PROMPT 1
Select each line of the listing below that contains the string "clicks", and copy those lines unchanged.

DOCUMENT SECTION
[Start of section]
# Audi Jokes....



## Dreams1966

Some half-decent ones.... 

Short Audi Jokes

Q: How many Audi car salesmen does it take to change your light bulb?
A: It depends on your credit, current lease terms, and willingness to take a balloon payment!

Q: What is the difference between a Audi and a porcupine?
A: Porcupines have pricks on the outside.

Q: What should you do if you find three Audi owners buried up to their neck in cement?
A: Get more cement.

Q: What do Audi owners and a bottle of beer have in common?
A: They're both empty from the neck up.

Q: What is the smallest part of an Audi?
A: The owners brain.

Q: What's the difference between a golfball and an Audi?
A: A golf ball can be driven 300 yards.

Q: What did the BMW say to the Audi on the side of the road?
A: Rust-in-peace.

Q: What is the Audi owner's most ardent wish?
A: A bigger penis.

Audi One Liners

I just saw an Audi driver using his indicators correctly on the motorway. Twice. Should I report the vehicle as stolen?

A girl who swallows is like owning an Audi, You don't need it, but it's nice to have.

Car Shopping

A lady walks into a Audi dealership. She browses around, spots the Top-of-the-line Audi A8 and walks over to inspect it. As she bends over to feel the fine leather upholstery, she inadvertently breaks Wind.

Very embarrassed, she looks around nervously to see if anyone has noticed her little accident and prays that a sales person doesn't pop up right now.

As she turns around, her worst nightmare materializes in the form of a salesman standing right behind her. Cool as a cucumber and displaying complete professionalism, the salesman greets the lady With, "Good day, Madame. How may we help you today?" Very uncomfortably, but hoping that the salesman may just not have been there at the time of her accident, she asks, "Sir, what is the price of this lovely vehicle?"

He answers, "Madam, if you farted just touching it, you are going to shit yourself when I tell you the price."

Mid-Life Crisis

A man in his 40's bought a new Audi convertible and was out for a nice evening drive. The top was down, the breeze was blowing through what was left of his hair, and he decided to open her up.

As the needle jumped up to 90 mph, he suddenly saw flashing red and blue lights behind him. "There's no way they can catch a Audi," he thought to himself and opened her up further. The needle hit 100, 120.... then the reality of the situation hit him.
[End of section]
SOURCE RECORDS
[Start of section]
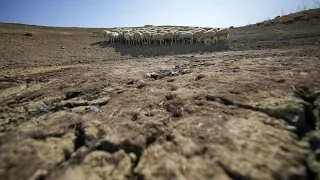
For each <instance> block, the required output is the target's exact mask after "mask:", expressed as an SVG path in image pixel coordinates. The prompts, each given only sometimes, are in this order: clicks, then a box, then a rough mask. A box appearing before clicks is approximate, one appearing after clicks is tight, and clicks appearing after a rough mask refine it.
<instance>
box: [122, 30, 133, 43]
mask: <svg viewBox="0 0 320 180" xmlns="http://www.w3.org/2000/svg"><path fill="white" fill-rule="evenodd" d="M124 39H125V41H126V43H128V44H129V45H131V43H133V33H131V32H128V33H126V34H124Z"/></svg>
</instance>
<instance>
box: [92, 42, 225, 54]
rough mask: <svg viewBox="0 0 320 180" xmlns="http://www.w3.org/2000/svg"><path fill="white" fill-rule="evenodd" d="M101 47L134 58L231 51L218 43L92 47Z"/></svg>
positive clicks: (102, 45) (224, 43)
mask: <svg viewBox="0 0 320 180" xmlns="http://www.w3.org/2000/svg"><path fill="white" fill-rule="evenodd" d="M96 45H97V46H99V47H101V48H106V47H111V48H114V50H115V51H116V52H119V53H120V55H122V56H126V55H128V54H129V55H131V56H132V57H139V56H144V57H152V56H163V55H178V54H188V53H205V52H217V51H226V50H230V47H229V45H228V44H227V43H218V44H213V45H209V46H205V45H203V44H165V45H161V46H160V45H159V44H148V45H128V44H123V43H116V44H110V43H108V42H106V41H99V42H95V43H92V44H91V46H96Z"/></svg>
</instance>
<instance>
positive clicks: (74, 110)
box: [0, 10, 320, 180]
mask: <svg viewBox="0 0 320 180" xmlns="http://www.w3.org/2000/svg"><path fill="white" fill-rule="evenodd" d="M316 12H317V13H319V14H320V12H319V10H317V11H316ZM101 32H102V29H89V28H54V27H40V26H30V25H18V24H0V90H1V91H0V179H1V180H2V179H3V180H15V179H30V180H31V179H32V180H44V179H46V180H53V179H58V180H86V179H90V180H91V179H92V180H100V179H101V180H102V179H116V180H126V179H134V180H150V179H159V180H167V179H178V180H187V179H190V180H200V179H215V180H225V179H240V180H242V179H261V180H269V179H270V180H271V179H287V180H289V179H309V180H314V179H320V173H319V172H320V132H319V127H320V119H319V117H320V115H319V112H320V44H319V42H320V18H319V16H318V17H316V16H315V17H312V18H307V19H303V20H301V19H298V20H296V21H293V22H291V23H290V24H288V23H286V24H279V23H271V24H270V23H267V24H263V23H260V24H259V25H249V26H245V27H239V28H232V29H231V32H230V33H231V34H230V42H229V49H228V50H223V49H221V48H220V49H219V50H217V48H216V47H210V48H203V47H202V46H201V45H179V44H178V45H167V46H162V47H160V46H145V47H141V46H134V47H133V46H128V45H120V44H117V45H115V46H111V45H108V44H106V43H105V42H103V40H102V33H101ZM26 33H31V34H30V35H32V36H26V35H25V34H26ZM152 72H156V73H158V74H157V76H153V77H149V76H147V74H148V73H152ZM172 72H173V73H172ZM172 75H175V76H172Z"/></svg>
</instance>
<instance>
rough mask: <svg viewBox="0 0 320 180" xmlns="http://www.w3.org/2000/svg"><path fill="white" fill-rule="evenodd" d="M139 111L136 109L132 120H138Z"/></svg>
mask: <svg viewBox="0 0 320 180" xmlns="http://www.w3.org/2000/svg"><path fill="white" fill-rule="evenodd" d="M139 115H140V114H139V112H138V111H134V112H133V113H132V121H137V120H139Z"/></svg>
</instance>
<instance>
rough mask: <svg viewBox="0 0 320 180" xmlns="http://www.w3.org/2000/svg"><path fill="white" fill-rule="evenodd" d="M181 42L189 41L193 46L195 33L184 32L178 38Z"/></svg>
mask: <svg viewBox="0 0 320 180" xmlns="http://www.w3.org/2000/svg"><path fill="white" fill-rule="evenodd" d="M178 39H179V40H182V43H186V42H187V41H188V40H189V43H190V44H192V41H193V33H192V32H191V31H184V32H181V34H180V35H179V37H178Z"/></svg>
[End of section]
PROMPT 2
Reproduce the Audi jokes above, starting at "Q: What is the smallest" and ending at "of the road?", and rename "BMW" to "Mercedes" throughout.

ANSWER AREA 1
For each <instance> block, the required output is the target's exact mask after "mask:", expressed as an SVG path in image pixel coordinates. The prompts, each given only sometimes, are in this order: clicks, then a box, then a rough mask. A box appearing before clicks is approximate, one appearing after clicks is tight, and clicks appearing after a rough mask refine it.
positive clicks: (102, 45) (224, 43)
positive clicks: (74, 110)

ANSWER AREA 2
Q: What is the smallest part of an Audi?
A: The owners brain.

Q: What's the difference between a golfball and an Audi?
A: A golf ball can be driven 300 yards.

Q: What did the Mercedes say to the Audi on the side of the road?